▸ WRITTEN REQUEST A: In the winemaking forum thread, what ABV range does AAASTINKIE report from Masta's chart?
▸ WRITTEN REQUEST B: Write the next part of the winemaking forum thread, picking up right after its final line.

▸ DOCUMENT EXTRACT:
--------------------

Looks good AAA. Did you use an vinometer to get the %ABV? Keep up the good work and keep us posted. I can't wait to attempt a receipe like this!!!!


----------



## AAASTINKIE (Oct 8, 2005)

using Masta's chart he posted the link to my ABV goes from 16.7 to 17.7
I like that chart...lol I now have 6 gallons, 1 bottle, 1 half
bottle.


----------



## Bill B (Oct 9, 2005)

Great post, awsome label like others im still laughing. 


Bill


----------



## MedPretzel (Dec 30, 2005)

So, how does it taste?


----------



## Waldo (Dec 31, 2005)

Is there any left Stinkie?


----------



## AAASTINKIE (Dec 31, 2005)

I haven't tasted the X-71 yet, I have given most of it away though!!...lol


----------



## Wade E (Mar 10, 2007)

Thats hilarious and you are demented and thats why we love you Frank. Thats a great label. Did you ever get to taste this one?


----------



## AAASTINKIE (Mar 10, 2007)

I'm going to make a new batch soon, but keep it at 12%, but I also want to try to make an ice style wine with welches also, thats what I started to do with the X-71 but never sweetened it.


----------



## AAASTINKIE (Mar 10, 2007)

We had a bottle at Ramona's house, but I mixed mine with juice and Ramona fell asleep...lol


----------



## Wade E (Mar 10, 2007)

Probably more like passed out!


----------



## rgecaprock (Mar 11, 2007)

Hey guys !!!


More like a coma !!!


Ramona


----------



## Cracked Cork (Mar 24, 2007)

ASTINKIE, out of curiosity, what if you just used only the concentrate and not the prediluted gallons? Would that give you more grape in less volume so you could stick with 5 gallons and not have to keep raising the volume while trying to get more juice? I have been looking for a strong welches recipie to try for fun, I like your idea of putting a lot of juice into it. Crackedcork


----------



## AAASTINKIE (Mar 24, 2007)

--------------------

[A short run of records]

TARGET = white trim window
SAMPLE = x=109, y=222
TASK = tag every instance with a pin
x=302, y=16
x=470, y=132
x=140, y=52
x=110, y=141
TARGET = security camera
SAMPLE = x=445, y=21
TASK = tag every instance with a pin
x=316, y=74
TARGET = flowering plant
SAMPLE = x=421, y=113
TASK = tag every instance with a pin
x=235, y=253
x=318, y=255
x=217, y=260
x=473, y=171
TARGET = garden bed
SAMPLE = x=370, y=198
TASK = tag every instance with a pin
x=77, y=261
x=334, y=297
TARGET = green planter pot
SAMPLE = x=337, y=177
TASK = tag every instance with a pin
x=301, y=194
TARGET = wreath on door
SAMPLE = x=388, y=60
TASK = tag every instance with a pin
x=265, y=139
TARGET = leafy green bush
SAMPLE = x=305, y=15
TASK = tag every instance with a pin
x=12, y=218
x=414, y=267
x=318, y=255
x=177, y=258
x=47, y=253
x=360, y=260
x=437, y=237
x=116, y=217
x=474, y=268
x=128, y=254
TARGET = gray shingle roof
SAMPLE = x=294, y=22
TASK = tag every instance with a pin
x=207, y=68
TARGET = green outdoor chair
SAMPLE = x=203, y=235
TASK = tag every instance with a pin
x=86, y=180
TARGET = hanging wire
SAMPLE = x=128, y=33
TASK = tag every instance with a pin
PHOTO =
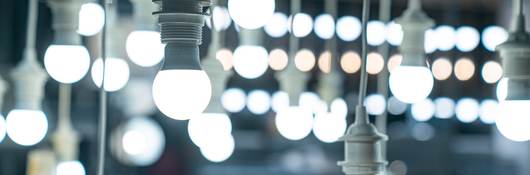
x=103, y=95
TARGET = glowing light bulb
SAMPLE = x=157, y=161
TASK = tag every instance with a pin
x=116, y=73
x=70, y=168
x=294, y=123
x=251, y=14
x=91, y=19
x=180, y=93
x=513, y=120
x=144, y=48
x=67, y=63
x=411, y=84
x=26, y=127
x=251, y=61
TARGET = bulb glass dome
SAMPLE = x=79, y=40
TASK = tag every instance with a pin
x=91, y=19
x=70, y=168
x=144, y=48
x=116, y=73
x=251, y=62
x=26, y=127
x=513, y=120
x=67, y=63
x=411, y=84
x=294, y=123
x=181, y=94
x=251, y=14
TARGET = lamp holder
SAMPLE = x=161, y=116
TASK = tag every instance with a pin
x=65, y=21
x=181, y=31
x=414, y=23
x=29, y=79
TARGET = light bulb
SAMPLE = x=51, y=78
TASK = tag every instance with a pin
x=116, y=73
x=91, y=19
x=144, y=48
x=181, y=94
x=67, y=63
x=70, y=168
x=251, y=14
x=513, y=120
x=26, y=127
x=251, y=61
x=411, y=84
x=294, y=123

--------------------

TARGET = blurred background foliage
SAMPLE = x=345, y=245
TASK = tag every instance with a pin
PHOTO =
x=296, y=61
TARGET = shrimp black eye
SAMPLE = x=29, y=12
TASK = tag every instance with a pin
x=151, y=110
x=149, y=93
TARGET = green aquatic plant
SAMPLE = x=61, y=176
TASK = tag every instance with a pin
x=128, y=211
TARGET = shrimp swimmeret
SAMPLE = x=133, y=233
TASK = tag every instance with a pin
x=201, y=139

--------------------

▸ RESULT A: From 16.7 to 17.7.

▸ RESULT B:
My next X-71 will be all concentrate, no bottled juice.


----------



## Cracked Cork (Mar 25, 2007)

AAASTINKIE, are you planning on 4 or 5 cans to the gallon to start off with? THanks, Crackedcork


----------



## AAASTINKIE (Jan 8, 2008)

Started my second batch of X-71 the other day, also started a batch of fastdrinkingwine.com (10% ABV Welches).


----------



## Wade E (Jan 8, 2008)

You are a madman!


----------



## zember311 (Jan 21, 2008)

*Bookmark*


----------



## Joanie (Feb 6, 2008)

Frank! WHAT is on your head???


----------



## merlot joe (Mar 2, 2008)

whwen are u gonna do the all concentrate x71 recipe i would like to try also


----------



## PolishWineP (Mar 3, 2008)

Frank! So good to see you in your normal state!


----------



## AAASTINKIE (Mar 4, 2008)

I added the acid blend as per my former instructions and wound up with way too much acid when I tested it and had to put the calcium to it, I have the X-71 on oak chips now for a few months.


----------



## Waldo (Mar 4, 2008)

Did you have to cold stabilize after you added the calcium?


----------



## AAASTINKIE (Mar 4, 2008)

I guess not cause I didn't, it was still fermenting when I found the problem.


----------



## NorthernWinos (Mar 4, 2008)

Looks good Stinkie...like the looks of oak in a dark wine....






Keep us Posted.....


----------



## AAASTINKIE (Mar 29, 2008)

The X-71 was bottled yesterday, it finished at SG 1.014 with around 17% Alcohol, my wine expert tester and sweetheart says it's a Port so that's what we called it. I also have a Spagnols Port kit fermenting now and will enjoy comparing the taste when they are done I also will include a bottle of red ice wine in the tasting, the ice wine kit and port kit are around $77 each for 3 gallons and the X-71 was $65 for 6.5 gallons.


----------



## SmokinDawg (Mar 29, 2008)

nice label a view from where you live?


----------



## corn field (Mar 29, 2008)

a simple but verry elagent label i like it


----------



## bmorosco (Apr 13, 2008)

Great Job!


----------



## Frank&Rita (Nov 21, 2008)

SmokinDawg said:


> nice label a view from where you live?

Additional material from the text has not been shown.